Extract every line in the rows below that contains the word "small", treating uppercase and lowercase as different.

-- Begin Given information --

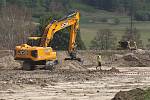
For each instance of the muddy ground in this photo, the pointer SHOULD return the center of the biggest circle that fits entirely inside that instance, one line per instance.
(71, 80)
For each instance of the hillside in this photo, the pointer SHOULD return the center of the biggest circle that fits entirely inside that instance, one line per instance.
(91, 23)
(97, 15)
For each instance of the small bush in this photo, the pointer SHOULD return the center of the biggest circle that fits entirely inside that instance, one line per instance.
(116, 21)
(142, 16)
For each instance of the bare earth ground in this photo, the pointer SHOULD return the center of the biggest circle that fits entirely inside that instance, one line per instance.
(71, 80)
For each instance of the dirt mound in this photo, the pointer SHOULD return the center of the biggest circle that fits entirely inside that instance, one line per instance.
(135, 94)
(134, 59)
(8, 62)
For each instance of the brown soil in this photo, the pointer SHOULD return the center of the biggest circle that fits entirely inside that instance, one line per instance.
(71, 80)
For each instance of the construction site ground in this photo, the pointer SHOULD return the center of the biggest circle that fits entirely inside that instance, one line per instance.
(73, 80)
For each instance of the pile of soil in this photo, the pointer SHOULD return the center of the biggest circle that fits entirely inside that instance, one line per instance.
(8, 62)
(135, 94)
(133, 59)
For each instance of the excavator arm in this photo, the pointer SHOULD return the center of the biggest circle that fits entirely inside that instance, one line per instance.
(70, 20)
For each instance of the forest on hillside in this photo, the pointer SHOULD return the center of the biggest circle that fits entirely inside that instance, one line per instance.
(43, 7)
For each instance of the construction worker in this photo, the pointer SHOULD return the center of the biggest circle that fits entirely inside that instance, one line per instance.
(99, 61)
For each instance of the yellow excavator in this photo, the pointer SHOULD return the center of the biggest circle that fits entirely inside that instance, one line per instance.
(41, 54)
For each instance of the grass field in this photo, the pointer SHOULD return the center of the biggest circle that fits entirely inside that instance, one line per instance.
(91, 23)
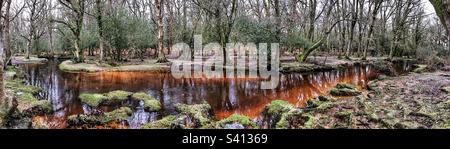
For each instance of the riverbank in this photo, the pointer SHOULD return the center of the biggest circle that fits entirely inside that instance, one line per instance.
(416, 100)
(146, 65)
(31, 60)
(287, 65)
(22, 102)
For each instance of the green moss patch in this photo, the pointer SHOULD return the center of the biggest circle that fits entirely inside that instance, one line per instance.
(164, 123)
(199, 113)
(236, 118)
(93, 100)
(118, 96)
(343, 89)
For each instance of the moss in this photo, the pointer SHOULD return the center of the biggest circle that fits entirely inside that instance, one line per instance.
(447, 124)
(2, 115)
(118, 96)
(278, 106)
(121, 114)
(326, 98)
(200, 113)
(325, 106)
(420, 68)
(296, 119)
(141, 96)
(93, 100)
(164, 123)
(425, 112)
(344, 114)
(345, 85)
(407, 125)
(236, 118)
(344, 92)
(446, 89)
(343, 89)
(18, 86)
(82, 119)
(150, 103)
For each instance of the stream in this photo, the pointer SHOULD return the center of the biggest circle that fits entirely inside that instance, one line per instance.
(226, 96)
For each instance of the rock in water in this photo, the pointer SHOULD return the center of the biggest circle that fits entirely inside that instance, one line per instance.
(234, 126)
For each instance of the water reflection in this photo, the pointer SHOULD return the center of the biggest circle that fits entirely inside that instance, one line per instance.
(226, 96)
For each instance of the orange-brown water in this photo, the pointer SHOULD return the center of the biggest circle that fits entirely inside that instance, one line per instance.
(226, 96)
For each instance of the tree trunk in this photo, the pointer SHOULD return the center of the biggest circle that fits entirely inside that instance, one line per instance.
(100, 28)
(161, 57)
(377, 6)
(312, 18)
(352, 28)
(442, 8)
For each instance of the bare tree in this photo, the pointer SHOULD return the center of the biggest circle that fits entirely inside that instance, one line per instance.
(74, 21)
(442, 8)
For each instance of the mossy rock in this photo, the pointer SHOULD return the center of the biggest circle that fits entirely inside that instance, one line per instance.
(118, 96)
(296, 119)
(344, 89)
(344, 92)
(2, 115)
(426, 112)
(119, 115)
(420, 68)
(239, 119)
(200, 114)
(447, 124)
(93, 100)
(372, 85)
(164, 123)
(141, 96)
(326, 98)
(150, 103)
(446, 89)
(278, 106)
(17, 85)
(345, 86)
(324, 106)
(344, 114)
(273, 112)
(84, 120)
(407, 125)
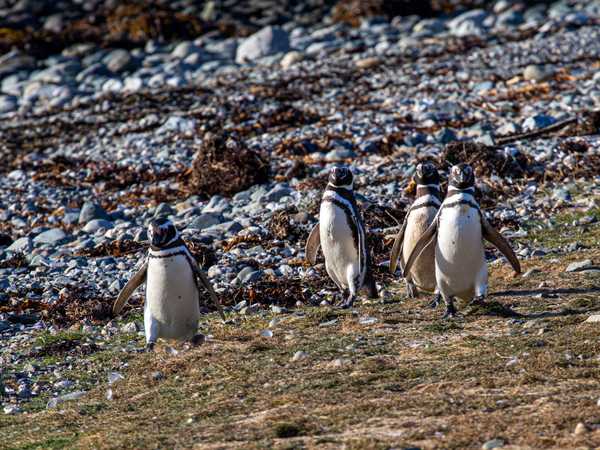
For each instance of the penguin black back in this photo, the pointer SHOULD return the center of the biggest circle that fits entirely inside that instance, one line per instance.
(462, 177)
(162, 234)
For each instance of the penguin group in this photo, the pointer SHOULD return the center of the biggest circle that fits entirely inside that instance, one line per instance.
(439, 249)
(439, 245)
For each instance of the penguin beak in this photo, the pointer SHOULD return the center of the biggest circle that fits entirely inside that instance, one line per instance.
(157, 237)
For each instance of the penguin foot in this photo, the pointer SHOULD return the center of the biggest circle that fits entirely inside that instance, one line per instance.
(478, 301)
(450, 312)
(198, 339)
(435, 302)
(348, 303)
(411, 290)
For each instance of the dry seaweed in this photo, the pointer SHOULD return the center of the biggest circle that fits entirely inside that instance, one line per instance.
(224, 165)
(113, 248)
(486, 160)
(282, 226)
(82, 302)
(284, 292)
(16, 261)
(353, 11)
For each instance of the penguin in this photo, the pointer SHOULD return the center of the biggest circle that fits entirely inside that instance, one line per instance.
(419, 216)
(457, 232)
(341, 233)
(173, 283)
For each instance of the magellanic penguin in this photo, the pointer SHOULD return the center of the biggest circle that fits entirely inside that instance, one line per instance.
(457, 232)
(421, 277)
(173, 283)
(341, 234)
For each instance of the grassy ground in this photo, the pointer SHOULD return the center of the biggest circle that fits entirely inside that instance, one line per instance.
(407, 380)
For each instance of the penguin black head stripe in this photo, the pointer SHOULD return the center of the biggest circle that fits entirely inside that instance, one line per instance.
(341, 177)
(426, 173)
(462, 177)
(162, 232)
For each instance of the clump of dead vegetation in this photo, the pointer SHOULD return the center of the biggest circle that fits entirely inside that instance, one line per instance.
(224, 165)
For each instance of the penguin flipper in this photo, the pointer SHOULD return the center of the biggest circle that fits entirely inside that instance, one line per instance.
(201, 279)
(397, 249)
(131, 286)
(428, 238)
(312, 244)
(495, 238)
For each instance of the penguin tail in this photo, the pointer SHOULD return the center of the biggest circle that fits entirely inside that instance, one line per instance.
(371, 287)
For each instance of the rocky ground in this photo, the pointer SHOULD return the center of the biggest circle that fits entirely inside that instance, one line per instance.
(231, 135)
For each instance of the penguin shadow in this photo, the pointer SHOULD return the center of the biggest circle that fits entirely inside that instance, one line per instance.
(545, 293)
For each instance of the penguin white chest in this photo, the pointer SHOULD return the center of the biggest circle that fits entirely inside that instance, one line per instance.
(459, 254)
(422, 272)
(172, 297)
(339, 235)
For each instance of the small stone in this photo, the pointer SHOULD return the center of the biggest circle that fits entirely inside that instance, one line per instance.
(536, 73)
(531, 272)
(54, 402)
(299, 356)
(276, 194)
(113, 377)
(171, 351)
(63, 384)
(445, 135)
(290, 59)
(278, 309)
(157, 375)
(367, 320)
(266, 333)
(206, 220)
(249, 310)
(493, 443)
(580, 429)
(90, 211)
(130, 327)
(538, 121)
(268, 41)
(178, 124)
(118, 61)
(54, 236)
(579, 266)
(249, 275)
(21, 245)
(11, 409)
(367, 63)
(97, 224)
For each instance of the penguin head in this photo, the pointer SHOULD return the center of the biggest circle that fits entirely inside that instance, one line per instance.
(427, 173)
(161, 232)
(341, 177)
(461, 176)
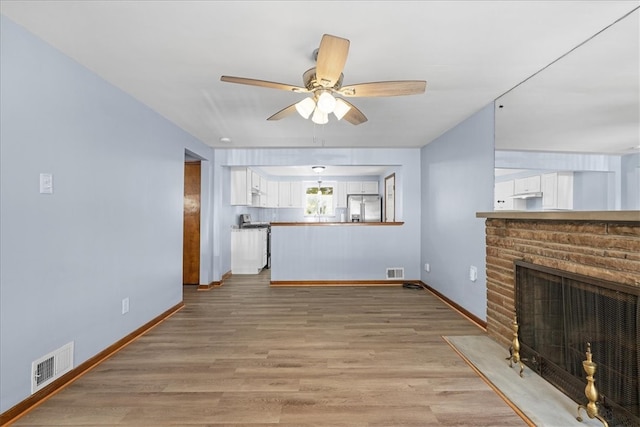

-- End Given information --

- Completed task:
For each instance of the small bush in this photo, the pointer SHOULD return the center of the biggest circle that fits entirely inside that instance, one line per instance.
For each instance of the small stone in this photo, the pointer SHOULD return the center of the biggest circle that fits entirely inside that instance, one line per instance.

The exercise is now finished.